What you have to do: Type the data below again exactly. Omit all pictures.

═══ Supplied material ═══

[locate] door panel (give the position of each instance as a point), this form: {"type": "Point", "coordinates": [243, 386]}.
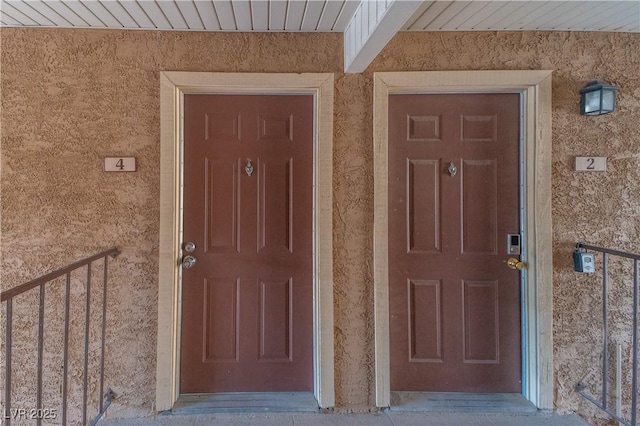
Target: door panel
{"type": "Point", "coordinates": [247, 304]}
{"type": "Point", "coordinates": [453, 198]}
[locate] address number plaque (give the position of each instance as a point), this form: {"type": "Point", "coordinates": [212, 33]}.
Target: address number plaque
{"type": "Point", "coordinates": [120, 164]}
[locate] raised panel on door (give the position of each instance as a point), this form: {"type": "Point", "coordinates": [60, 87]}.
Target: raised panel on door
{"type": "Point", "coordinates": [220, 313]}
{"type": "Point", "coordinates": [479, 206]}
{"type": "Point", "coordinates": [276, 320]}
{"type": "Point", "coordinates": [425, 320]}
{"type": "Point", "coordinates": [222, 205]}
{"type": "Point", "coordinates": [454, 306]}
{"type": "Point", "coordinates": [423, 206]}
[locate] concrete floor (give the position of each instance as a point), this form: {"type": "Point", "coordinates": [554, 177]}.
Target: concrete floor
{"type": "Point", "coordinates": [387, 418]}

═══

Completed task:
[locate] door panel (give the position of each instance as a point), this form: {"type": "Point", "coordinates": [243, 386]}.
Target: door panel
{"type": "Point", "coordinates": [247, 304]}
{"type": "Point", "coordinates": [453, 198]}
[locate] address number plaque (give the position of each instance as a point), this form: {"type": "Point", "coordinates": [212, 33]}.
Target: address number plaque
{"type": "Point", "coordinates": [120, 164]}
[locate] raised panel on door (give the position of each instance as a point), this form: {"type": "Point", "coordinates": [60, 87]}.
Target: raised panel on door
{"type": "Point", "coordinates": [220, 313]}
{"type": "Point", "coordinates": [479, 206]}
{"type": "Point", "coordinates": [276, 320]}
{"type": "Point", "coordinates": [425, 320]}
{"type": "Point", "coordinates": [222, 205]}
{"type": "Point", "coordinates": [454, 306]}
{"type": "Point", "coordinates": [423, 206]}
[locate] concrete floor (give the position of each instance as a point), this form: {"type": "Point", "coordinates": [554, 177]}.
Target: concrete floor
{"type": "Point", "coordinates": [387, 418]}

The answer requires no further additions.